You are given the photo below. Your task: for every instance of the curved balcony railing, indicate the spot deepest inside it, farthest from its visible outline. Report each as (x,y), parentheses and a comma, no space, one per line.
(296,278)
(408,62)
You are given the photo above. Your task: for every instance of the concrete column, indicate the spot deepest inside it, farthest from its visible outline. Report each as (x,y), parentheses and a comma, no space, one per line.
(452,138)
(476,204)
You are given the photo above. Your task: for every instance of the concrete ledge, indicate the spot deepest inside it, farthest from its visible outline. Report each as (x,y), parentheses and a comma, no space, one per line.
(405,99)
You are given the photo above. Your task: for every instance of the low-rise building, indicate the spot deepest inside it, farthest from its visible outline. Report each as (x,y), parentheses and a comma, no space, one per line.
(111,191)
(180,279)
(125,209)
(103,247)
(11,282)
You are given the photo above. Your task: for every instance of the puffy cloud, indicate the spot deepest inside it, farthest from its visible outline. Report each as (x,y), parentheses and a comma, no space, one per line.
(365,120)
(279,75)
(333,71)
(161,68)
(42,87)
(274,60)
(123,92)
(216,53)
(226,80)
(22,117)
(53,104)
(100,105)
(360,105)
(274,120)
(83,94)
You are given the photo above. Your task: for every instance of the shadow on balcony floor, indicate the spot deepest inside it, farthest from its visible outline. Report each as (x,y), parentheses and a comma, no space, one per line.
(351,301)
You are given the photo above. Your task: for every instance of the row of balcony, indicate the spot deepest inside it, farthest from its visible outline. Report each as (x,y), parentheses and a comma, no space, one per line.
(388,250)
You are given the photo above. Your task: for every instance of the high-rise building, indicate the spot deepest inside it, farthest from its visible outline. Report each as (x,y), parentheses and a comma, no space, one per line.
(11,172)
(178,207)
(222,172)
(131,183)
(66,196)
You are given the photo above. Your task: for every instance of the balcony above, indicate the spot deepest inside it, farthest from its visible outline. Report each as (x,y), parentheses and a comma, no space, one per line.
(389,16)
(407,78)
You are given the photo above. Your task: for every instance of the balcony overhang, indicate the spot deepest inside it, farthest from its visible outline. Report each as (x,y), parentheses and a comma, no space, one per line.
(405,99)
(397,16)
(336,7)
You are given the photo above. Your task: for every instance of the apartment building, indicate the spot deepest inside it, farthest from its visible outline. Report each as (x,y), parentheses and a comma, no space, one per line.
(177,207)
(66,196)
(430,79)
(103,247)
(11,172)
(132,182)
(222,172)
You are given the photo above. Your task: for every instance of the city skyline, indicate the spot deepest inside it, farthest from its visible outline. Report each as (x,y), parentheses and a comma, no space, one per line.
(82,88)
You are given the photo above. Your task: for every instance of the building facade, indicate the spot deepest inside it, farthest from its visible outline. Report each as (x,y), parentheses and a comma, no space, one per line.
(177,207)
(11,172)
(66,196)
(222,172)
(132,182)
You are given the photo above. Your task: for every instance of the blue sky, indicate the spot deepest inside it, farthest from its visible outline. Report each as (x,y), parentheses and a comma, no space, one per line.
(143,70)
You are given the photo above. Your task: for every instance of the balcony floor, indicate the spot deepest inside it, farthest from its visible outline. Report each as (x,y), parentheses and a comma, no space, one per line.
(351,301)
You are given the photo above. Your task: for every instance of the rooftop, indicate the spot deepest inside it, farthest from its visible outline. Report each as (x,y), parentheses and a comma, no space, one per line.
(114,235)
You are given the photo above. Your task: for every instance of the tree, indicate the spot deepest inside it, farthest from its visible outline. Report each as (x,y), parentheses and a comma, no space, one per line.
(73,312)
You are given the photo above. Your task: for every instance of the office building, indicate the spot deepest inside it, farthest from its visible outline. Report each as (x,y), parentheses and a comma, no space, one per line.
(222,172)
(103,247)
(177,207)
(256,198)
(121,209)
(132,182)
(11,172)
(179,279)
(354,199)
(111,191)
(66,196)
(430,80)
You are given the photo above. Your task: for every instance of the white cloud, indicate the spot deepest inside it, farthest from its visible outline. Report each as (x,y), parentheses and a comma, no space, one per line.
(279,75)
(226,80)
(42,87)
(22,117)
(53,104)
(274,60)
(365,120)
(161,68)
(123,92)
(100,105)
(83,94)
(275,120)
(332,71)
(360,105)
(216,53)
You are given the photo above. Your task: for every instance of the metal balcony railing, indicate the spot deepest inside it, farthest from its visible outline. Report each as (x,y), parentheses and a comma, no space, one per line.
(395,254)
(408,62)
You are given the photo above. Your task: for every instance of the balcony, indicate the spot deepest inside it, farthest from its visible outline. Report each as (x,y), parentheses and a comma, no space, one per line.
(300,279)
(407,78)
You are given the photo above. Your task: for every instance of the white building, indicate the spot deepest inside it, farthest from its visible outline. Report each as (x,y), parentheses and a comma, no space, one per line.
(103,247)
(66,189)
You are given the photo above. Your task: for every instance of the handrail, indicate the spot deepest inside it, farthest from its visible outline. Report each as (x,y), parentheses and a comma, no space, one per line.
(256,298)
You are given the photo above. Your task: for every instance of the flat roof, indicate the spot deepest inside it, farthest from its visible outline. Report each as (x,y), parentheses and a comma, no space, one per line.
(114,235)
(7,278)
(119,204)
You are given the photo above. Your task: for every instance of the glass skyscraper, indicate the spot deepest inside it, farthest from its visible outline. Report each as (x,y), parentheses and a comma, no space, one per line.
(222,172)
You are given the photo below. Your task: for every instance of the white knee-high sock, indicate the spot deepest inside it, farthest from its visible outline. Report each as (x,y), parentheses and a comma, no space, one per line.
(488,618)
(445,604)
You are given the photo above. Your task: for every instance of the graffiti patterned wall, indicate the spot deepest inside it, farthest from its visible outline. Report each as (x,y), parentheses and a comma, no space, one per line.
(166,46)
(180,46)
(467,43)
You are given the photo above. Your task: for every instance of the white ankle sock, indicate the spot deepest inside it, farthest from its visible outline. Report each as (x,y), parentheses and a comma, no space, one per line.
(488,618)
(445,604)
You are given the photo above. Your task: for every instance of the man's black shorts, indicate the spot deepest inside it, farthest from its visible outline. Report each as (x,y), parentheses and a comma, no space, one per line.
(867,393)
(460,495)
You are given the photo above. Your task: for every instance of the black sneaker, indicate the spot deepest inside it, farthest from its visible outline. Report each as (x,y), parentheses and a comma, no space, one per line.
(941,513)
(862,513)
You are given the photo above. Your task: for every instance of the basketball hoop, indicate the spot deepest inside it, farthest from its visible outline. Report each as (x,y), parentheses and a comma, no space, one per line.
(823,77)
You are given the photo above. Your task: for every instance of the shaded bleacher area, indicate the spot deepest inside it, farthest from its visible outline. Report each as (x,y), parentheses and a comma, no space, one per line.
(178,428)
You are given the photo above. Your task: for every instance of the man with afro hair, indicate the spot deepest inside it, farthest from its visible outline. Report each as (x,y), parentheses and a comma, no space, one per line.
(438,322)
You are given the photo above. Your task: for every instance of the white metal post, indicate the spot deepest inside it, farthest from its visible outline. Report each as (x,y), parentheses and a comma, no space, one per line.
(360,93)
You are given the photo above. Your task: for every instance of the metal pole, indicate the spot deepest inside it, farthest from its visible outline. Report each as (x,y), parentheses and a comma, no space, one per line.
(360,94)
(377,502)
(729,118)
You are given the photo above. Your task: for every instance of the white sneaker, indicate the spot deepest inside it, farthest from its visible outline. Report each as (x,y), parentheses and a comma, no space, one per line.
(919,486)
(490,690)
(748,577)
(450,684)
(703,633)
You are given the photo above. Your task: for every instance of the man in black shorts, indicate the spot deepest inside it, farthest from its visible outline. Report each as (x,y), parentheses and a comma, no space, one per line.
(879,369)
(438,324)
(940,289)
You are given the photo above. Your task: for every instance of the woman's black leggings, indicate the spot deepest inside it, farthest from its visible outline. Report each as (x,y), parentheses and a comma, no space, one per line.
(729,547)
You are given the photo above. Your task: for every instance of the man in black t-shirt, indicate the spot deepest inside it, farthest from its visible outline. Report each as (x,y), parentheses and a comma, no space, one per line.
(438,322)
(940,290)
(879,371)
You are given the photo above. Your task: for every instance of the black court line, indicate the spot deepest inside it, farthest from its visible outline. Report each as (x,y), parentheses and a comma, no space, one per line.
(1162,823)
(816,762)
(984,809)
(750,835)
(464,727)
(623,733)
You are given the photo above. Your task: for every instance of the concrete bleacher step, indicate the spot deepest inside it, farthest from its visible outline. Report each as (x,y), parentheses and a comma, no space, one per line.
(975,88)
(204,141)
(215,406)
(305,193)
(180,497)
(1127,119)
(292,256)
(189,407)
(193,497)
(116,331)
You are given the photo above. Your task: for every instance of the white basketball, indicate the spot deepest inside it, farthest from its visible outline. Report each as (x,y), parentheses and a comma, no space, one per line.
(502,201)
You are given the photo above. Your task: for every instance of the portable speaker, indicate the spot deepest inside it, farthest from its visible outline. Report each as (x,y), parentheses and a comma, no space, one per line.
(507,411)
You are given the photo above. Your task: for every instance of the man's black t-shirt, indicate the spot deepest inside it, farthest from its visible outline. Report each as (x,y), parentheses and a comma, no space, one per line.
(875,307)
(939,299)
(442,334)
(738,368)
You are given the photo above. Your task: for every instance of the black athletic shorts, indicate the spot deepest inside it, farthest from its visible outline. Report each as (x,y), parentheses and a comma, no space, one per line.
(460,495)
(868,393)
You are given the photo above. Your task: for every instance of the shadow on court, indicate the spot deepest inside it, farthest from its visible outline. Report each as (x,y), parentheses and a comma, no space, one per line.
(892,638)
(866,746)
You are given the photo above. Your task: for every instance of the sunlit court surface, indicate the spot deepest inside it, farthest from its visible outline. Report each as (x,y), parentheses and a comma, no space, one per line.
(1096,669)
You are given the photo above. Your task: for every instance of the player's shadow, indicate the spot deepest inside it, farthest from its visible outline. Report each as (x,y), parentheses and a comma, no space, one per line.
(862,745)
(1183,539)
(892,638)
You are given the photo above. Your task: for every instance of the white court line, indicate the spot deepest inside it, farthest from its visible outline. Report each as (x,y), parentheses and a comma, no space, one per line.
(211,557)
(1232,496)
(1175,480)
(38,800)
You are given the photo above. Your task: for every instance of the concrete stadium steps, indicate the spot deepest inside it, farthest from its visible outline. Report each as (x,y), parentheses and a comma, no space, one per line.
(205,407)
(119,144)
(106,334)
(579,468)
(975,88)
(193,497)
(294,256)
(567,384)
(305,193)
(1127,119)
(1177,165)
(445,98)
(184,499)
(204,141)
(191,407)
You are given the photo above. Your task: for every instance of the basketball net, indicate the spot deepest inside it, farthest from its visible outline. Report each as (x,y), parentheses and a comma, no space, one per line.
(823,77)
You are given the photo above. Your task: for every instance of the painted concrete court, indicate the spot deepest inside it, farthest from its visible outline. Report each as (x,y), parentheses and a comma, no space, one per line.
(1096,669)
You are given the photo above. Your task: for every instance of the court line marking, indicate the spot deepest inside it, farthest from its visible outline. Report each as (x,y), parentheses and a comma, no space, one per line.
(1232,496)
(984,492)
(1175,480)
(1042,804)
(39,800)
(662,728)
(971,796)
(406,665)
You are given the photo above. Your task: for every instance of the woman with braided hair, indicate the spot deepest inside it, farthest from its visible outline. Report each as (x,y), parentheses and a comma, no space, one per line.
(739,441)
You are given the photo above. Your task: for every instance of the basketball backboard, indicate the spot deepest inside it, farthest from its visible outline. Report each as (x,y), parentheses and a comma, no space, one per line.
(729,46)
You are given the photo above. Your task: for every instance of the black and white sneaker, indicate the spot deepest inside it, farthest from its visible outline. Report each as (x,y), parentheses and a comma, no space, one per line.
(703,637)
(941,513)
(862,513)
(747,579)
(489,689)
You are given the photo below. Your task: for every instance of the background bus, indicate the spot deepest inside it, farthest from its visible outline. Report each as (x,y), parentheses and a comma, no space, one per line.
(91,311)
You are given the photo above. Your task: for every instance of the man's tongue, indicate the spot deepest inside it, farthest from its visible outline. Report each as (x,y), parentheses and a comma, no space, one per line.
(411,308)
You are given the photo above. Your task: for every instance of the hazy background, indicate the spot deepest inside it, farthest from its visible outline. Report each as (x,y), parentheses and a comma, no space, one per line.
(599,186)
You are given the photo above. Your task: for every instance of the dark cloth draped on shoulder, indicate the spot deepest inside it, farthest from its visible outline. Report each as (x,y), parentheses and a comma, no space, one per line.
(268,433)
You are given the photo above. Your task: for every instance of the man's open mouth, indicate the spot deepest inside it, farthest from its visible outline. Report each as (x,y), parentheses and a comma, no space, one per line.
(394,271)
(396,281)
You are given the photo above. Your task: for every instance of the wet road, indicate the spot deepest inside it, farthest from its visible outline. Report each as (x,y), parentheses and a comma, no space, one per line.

____

● **Written instruction**
Begin with the line containing "the man's open" and repeat each line exactly until the records above end.

● **Exercise result**
You are given the photo above. Your task: for every instance of the man's open mouth, indicate the spot deepest inside it, farthest from its visible outline. Report each as (x,y), parentheses and a comma, no space, one per line.
(394,271)
(396,281)
You are given the photo above. Your task: for every instance of the wet road, indicate the spot deepest inside it, farthest from its visible outline. Report each as (x,y), parentheses and a comma, no space, one per line.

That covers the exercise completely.